• _TRECHO CITADO_:
# # # # #

Muitas coisas do mundo, para existirem, dependem da crença.
O dinheiro.
O dinheiro só existe porque você acredita nele. Se não acreditasse, não passaria de um pedaço de papel. Você vai à fruteira com uma nota de cem reais para comprar, sei lá, pêssegos:
— Dou cem reais por uma dúzia de pêssegos.
O dono da fruteira ri:
— Um papel pelo meu pêssego? O que vou fazer com esse papel? Não aceito.
Você poderia argumentar que aquele papel vale 50 pêssegos. Se ele não acreditasse nisso, não faria diferença. E, se ninguém acreditasse, você ficaria com fome e com uma nota de cem reais inútil nas mãos.
Hoje em dia o dinheiro é, por ironia, ainda mais imaterial. Você não pega um saco de dinheiro e leva ao banco para abrir uma conta. Você “deposita” ali algo que o seu empregador jura que pagou pelos seus serviços. É um número. E, depois, quando você quer comprar pêssegos, você não dá ao dono da fruteira nota alguma; você apresenta um cartão que garante que você tem dinheiro na conta. Ou “faz um Pix”, que é ainda mais intangível.
No Brasil, há leis que “não pegam”. Por quê? Porque ninguém acredita nelas.

# # # # #

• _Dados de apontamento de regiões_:
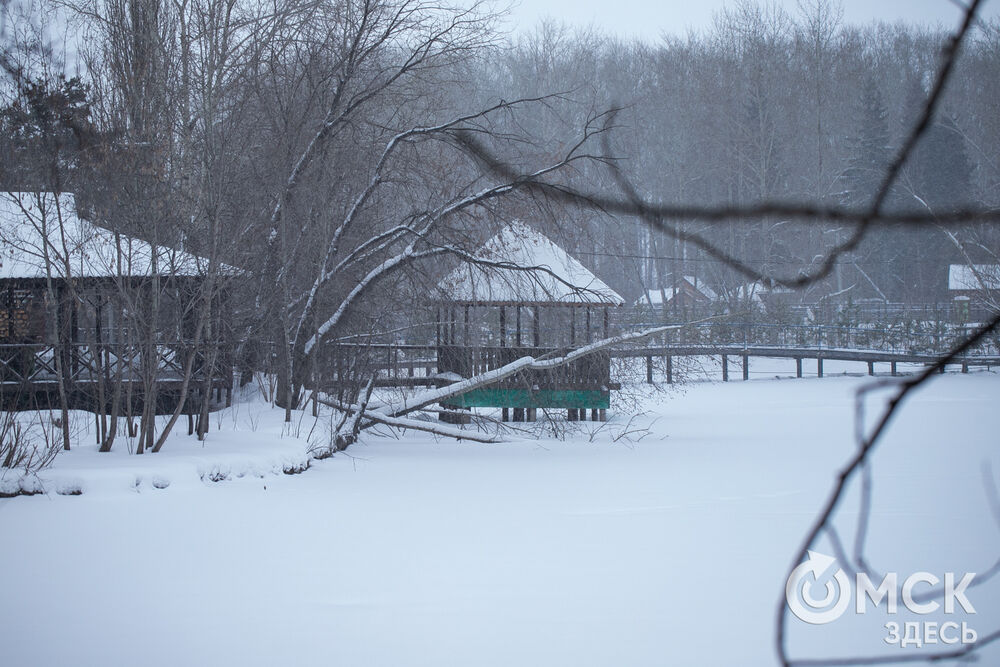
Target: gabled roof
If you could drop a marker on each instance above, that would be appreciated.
(91, 251)
(687, 284)
(559, 278)
(974, 276)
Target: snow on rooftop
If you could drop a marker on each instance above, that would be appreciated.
(974, 276)
(561, 278)
(91, 251)
(657, 296)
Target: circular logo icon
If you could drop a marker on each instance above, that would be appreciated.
(817, 572)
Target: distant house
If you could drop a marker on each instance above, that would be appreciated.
(686, 293)
(523, 295)
(973, 279)
(72, 290)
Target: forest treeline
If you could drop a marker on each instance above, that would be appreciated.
(317, 154)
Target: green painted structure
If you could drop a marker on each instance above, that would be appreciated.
(490, 316)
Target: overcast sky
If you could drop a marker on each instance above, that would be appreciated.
(650, 18)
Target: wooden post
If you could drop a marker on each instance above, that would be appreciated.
(518, 339)
(537, 327)
(465, 340)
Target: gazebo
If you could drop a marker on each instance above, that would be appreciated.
(62, 281)
(522, 295)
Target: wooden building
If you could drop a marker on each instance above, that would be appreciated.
(523, 295)
(76, 302)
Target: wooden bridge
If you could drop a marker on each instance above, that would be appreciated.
(417, 365)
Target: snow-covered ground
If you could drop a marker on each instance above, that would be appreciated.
(668, 546)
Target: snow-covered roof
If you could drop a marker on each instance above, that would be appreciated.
(559, 278)
(27, 220)
(974, 277)
(657, 296)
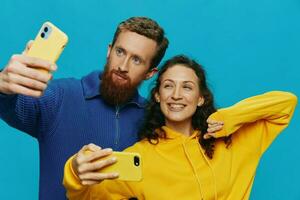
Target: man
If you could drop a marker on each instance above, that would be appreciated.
(101, 108)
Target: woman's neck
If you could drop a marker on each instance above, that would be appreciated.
(182, 127)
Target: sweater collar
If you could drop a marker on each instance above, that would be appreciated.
(91, 83)
(172, 134)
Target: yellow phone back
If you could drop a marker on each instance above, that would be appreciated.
(49, 43)
(128, 165)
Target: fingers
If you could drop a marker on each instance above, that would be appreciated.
(213, 122)
(87, 164)
(97, 165)
(34, 62)
(95, 178)
(209, 135)
(214, 128)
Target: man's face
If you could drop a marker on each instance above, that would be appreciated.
(128, 64)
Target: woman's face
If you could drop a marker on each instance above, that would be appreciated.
(179, 94)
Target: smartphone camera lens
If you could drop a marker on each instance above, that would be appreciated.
(136, 160)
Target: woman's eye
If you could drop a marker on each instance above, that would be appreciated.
(186, 87)
(167, 86)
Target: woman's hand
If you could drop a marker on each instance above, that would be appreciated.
(86, 164)
(213, 127)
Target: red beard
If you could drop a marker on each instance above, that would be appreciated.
(115, 92)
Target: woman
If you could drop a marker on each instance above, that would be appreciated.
(183, 156)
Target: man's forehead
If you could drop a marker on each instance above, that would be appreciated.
(136, 43)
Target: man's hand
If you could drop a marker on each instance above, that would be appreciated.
(213, 127)
(23, 75)
(86, 165)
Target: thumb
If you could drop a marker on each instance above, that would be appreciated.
(209, 135)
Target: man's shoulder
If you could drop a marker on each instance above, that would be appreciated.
(72, 82)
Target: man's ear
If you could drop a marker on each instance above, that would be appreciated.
(157, 97)
(200, 101)
(108, 51)
(151, 73)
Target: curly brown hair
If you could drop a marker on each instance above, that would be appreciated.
(148, 28)
(154, 118)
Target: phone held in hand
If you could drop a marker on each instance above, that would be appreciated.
(48, 44)
(128, 165)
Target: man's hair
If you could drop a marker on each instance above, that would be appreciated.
(148, 28)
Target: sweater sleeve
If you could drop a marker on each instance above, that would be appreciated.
(272, 109)
(33, 116)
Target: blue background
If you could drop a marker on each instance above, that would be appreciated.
(247, 47)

# # # # #

• _TAREFAS A CUMPRIR_:
1. Imprima a parte do texto sobre o dinheiro que vai de "Hoje em dia" até "ainda mais intangível.", inclusive.
2. Quais expressões o texto sobre o dinheiro coloca entre aspas?
3. Retome o texto sobre o dinheiro a partir do ponto em que ele termina.

• _RESULTADOS DO EXERCÍCIO_:
1.
Hoje em dia o dinheiro é, por ironia, ainda mais imaterial. Você não pega um saco de dinheiro e leva ao banco para abrir uma conta. Você “deposita” ali algo que o seu empregador jura que pagou pelos seus serviços. É um número. E, depois, quando você quer comprar pêssegos, você não dá ao dono da fruteira nota alguma; você apresenta um cartão que garante que você tem dinheiro na conta. Ou “faz um Pix”, que é ainda mais intangível.

2. “deposita”, “faz um Pix”, “não pegam”

3.
No Brasil, a verdade dança conforme as conveniências. A Lava-Jato provou que o governo federal comandava um esquema de poder e corrupção que roubou bilhões dos cofres públicos. Prova mais que provada: outros bilhões devolvidos, fotos, e-mails, telefonemas, testemunhos, algo exaustivo, concreto e assustador. Mas o amor dos brasileiros pelos políticos fez parte da população absolver os culpados e culpar os agentes da lei.
Ou seja: grande parcela dos brasileiros acredita incondicionalmente nos políticos e não acredita em nada que os desabone. Os políticos são seus ídolos, são deuses, são intocáveis.
O que quero dizer é que a fé é maior do que a realidade. Você pode ter todas as provas científicas, matemáticas, inquestionáveis de uma verdade. Se as pessoas não acreditarem nelas, você não tem nada.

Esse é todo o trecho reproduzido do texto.